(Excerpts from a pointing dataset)
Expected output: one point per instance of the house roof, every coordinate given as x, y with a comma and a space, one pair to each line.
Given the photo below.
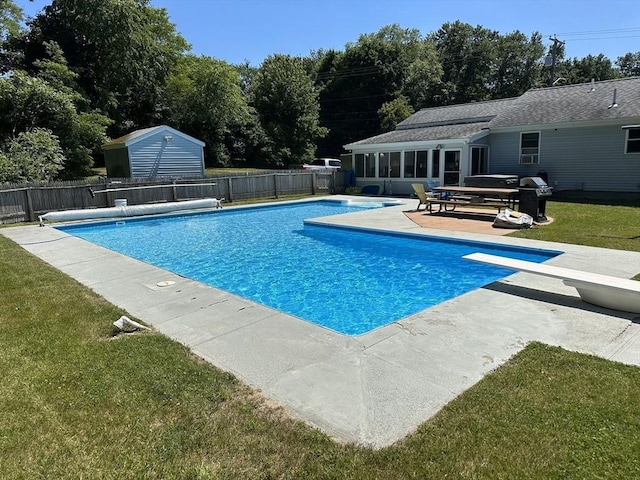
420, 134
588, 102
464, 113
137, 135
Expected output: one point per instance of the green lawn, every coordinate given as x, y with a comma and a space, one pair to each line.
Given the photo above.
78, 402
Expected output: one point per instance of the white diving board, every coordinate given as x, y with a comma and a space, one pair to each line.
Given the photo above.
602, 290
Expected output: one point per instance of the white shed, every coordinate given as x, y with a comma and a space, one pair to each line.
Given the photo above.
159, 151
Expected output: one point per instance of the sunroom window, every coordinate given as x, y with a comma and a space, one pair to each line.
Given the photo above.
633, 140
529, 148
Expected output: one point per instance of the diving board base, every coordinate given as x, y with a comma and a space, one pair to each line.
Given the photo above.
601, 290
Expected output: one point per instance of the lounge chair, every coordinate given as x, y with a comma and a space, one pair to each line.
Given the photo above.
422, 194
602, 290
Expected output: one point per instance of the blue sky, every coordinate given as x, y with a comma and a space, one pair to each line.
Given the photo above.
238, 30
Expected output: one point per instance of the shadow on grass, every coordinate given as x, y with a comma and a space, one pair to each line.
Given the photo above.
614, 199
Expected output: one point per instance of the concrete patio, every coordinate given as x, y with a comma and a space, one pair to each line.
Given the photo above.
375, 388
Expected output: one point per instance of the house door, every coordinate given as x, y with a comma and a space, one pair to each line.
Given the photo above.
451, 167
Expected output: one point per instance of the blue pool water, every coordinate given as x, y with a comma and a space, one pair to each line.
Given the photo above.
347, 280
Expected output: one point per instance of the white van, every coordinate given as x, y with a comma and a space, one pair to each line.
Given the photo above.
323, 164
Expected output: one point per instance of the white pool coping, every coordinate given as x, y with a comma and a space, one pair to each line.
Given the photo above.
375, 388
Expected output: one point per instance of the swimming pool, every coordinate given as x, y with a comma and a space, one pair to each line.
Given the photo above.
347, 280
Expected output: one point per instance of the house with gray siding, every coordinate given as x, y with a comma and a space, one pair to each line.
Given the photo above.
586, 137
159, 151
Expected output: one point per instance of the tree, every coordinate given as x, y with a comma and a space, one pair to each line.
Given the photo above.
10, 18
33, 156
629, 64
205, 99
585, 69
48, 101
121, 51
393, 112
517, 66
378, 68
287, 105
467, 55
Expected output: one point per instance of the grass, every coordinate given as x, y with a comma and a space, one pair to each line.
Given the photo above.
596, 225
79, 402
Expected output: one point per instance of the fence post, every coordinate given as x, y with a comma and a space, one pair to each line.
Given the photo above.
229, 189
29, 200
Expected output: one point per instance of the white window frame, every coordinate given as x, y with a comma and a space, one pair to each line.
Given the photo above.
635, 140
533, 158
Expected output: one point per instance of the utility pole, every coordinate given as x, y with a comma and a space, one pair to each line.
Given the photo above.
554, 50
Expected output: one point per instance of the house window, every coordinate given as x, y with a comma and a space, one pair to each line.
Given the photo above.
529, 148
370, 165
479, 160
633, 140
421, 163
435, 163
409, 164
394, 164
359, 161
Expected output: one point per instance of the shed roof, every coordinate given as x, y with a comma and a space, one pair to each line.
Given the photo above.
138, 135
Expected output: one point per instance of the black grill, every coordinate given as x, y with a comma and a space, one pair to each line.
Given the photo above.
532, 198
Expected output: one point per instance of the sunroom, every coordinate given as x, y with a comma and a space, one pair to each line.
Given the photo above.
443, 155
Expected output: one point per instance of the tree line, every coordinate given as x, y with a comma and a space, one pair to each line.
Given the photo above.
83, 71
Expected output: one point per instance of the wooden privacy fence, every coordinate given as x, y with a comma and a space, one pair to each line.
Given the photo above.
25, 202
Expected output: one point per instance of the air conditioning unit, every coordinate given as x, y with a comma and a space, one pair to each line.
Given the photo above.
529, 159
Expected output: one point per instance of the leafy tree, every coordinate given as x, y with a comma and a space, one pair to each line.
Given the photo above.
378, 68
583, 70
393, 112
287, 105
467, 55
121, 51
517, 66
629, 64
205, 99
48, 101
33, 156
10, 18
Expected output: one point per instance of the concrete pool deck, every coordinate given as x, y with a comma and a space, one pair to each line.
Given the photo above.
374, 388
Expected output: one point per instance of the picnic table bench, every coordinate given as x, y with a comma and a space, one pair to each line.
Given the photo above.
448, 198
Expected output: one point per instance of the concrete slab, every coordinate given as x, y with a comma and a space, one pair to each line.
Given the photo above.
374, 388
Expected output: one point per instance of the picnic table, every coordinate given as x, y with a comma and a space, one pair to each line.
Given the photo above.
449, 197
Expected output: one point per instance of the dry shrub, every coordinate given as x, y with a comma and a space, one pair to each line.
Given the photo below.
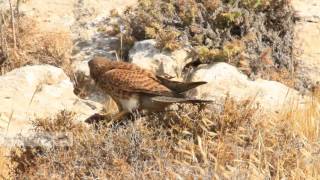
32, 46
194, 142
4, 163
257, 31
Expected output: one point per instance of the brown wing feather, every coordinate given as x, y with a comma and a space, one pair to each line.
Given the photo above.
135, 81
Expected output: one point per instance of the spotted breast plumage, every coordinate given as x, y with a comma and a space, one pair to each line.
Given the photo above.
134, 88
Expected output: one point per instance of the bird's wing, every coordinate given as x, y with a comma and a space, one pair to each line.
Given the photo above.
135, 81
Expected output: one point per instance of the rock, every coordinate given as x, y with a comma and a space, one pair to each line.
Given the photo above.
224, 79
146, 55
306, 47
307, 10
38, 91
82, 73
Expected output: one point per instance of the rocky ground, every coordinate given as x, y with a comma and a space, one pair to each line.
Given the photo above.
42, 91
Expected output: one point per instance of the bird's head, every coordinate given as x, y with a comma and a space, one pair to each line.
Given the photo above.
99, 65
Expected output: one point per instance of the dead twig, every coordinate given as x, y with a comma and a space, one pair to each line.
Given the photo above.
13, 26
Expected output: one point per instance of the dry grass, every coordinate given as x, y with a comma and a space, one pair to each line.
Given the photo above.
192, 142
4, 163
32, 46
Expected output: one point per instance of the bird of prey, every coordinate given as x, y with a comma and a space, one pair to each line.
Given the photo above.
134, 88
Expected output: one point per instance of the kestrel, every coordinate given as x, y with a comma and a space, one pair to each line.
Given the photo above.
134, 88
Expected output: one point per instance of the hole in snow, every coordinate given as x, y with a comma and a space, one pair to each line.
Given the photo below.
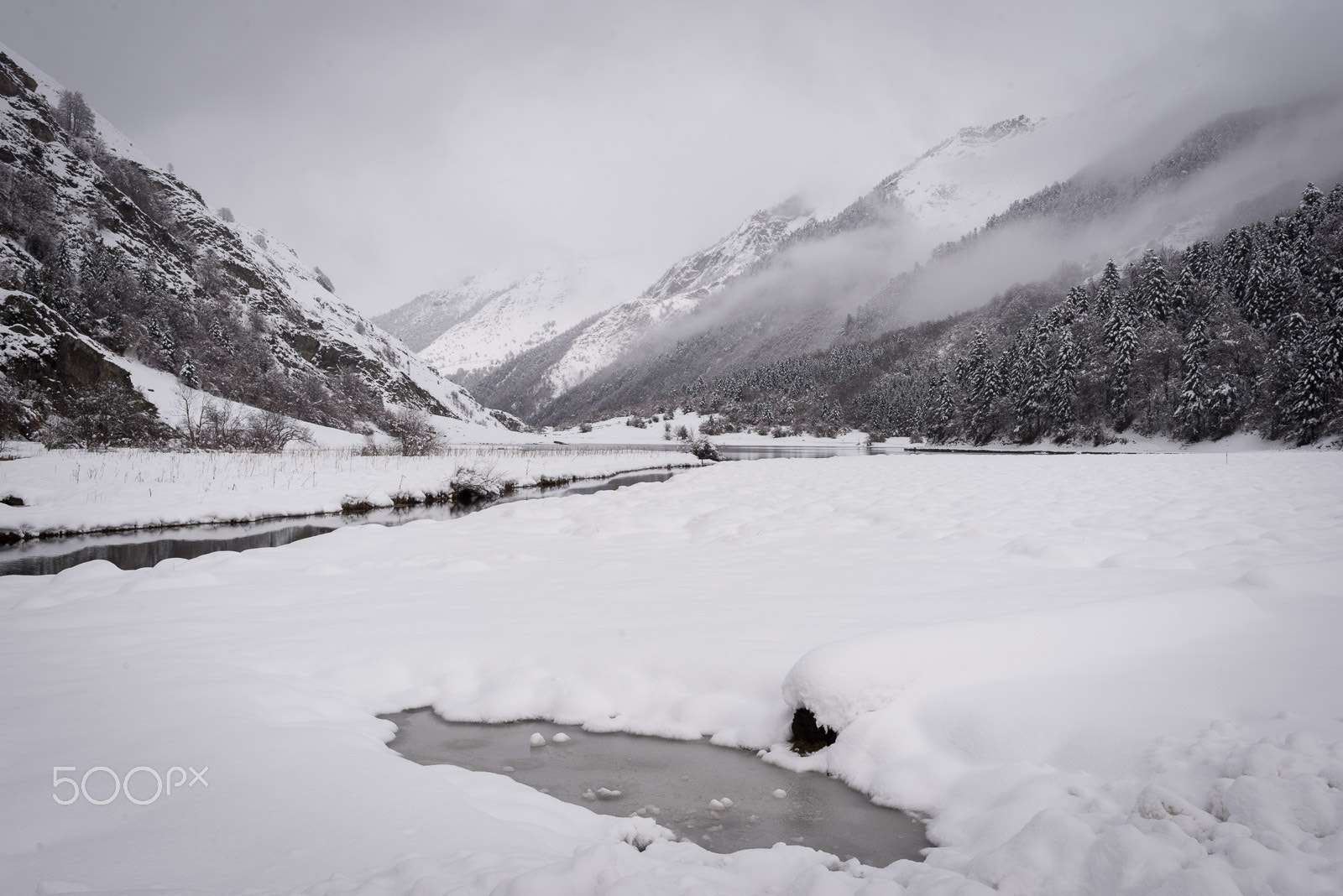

...

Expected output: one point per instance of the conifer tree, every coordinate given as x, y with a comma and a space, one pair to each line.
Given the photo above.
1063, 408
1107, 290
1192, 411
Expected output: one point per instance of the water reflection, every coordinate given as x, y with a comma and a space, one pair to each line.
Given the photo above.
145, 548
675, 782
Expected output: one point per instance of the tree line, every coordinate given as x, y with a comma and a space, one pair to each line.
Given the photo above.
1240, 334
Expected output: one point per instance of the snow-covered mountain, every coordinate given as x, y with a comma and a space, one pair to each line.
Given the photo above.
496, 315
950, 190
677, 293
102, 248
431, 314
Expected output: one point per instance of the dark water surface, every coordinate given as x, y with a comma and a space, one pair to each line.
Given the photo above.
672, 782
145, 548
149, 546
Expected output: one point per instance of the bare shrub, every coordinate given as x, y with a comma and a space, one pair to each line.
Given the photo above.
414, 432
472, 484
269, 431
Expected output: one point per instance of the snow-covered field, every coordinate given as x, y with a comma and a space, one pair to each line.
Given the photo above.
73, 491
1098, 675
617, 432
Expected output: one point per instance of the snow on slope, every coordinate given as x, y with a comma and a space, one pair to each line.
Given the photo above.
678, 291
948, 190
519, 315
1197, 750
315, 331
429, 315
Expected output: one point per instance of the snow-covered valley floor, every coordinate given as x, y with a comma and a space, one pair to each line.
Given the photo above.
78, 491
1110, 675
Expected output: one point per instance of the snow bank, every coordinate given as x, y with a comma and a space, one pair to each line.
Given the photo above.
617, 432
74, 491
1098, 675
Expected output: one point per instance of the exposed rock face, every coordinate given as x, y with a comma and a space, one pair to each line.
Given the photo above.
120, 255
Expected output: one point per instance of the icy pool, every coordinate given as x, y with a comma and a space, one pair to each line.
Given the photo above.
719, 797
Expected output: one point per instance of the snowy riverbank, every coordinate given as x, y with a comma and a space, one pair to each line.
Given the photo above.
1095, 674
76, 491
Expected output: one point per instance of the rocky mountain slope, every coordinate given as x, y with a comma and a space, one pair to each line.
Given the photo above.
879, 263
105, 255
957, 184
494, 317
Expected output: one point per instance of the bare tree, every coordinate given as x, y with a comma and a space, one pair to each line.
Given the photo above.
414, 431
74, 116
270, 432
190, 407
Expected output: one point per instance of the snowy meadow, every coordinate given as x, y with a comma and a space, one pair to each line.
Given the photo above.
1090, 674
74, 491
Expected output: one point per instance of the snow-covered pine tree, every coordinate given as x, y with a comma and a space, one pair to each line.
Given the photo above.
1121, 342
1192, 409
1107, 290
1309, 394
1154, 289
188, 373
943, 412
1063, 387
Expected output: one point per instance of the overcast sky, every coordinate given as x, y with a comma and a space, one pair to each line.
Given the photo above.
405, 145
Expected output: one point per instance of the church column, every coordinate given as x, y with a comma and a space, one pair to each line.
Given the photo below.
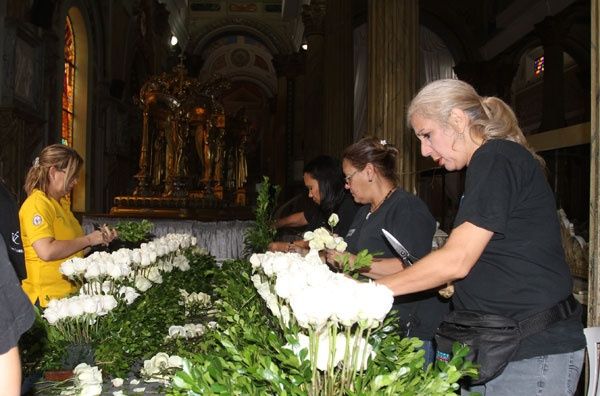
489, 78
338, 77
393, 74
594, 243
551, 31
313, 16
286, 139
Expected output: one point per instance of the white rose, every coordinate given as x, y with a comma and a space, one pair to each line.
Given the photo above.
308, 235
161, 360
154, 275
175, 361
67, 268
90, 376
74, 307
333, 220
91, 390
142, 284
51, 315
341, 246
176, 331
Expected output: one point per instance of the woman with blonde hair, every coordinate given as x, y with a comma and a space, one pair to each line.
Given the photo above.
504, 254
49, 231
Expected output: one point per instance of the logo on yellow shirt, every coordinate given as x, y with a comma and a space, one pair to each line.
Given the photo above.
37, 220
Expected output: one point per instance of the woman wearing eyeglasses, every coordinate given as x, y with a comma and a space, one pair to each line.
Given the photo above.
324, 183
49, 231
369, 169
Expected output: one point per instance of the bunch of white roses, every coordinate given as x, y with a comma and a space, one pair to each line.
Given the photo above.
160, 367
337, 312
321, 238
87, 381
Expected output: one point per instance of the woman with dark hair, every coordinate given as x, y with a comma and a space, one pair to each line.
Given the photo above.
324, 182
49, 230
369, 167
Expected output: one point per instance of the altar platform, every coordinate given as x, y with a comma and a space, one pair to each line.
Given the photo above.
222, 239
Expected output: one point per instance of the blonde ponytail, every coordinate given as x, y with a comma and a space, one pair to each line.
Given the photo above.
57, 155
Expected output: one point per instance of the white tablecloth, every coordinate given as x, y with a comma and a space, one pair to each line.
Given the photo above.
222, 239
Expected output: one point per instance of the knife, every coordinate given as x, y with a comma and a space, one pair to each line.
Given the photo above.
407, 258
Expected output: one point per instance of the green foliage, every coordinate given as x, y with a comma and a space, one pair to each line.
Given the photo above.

__WORK TO COMPLETE__: Find every line in the records above that contains the string "fence", and copy each one out in full.

__TASK ANSWER__:
Expected output: one point per instance of the fence post, every coordinate given as x, y with a comma and a space, one pair to each line.
Expected output: one point per instance of the wooden privacy fence, every coordinate given as x, y with a comma and a space, one pair to each line.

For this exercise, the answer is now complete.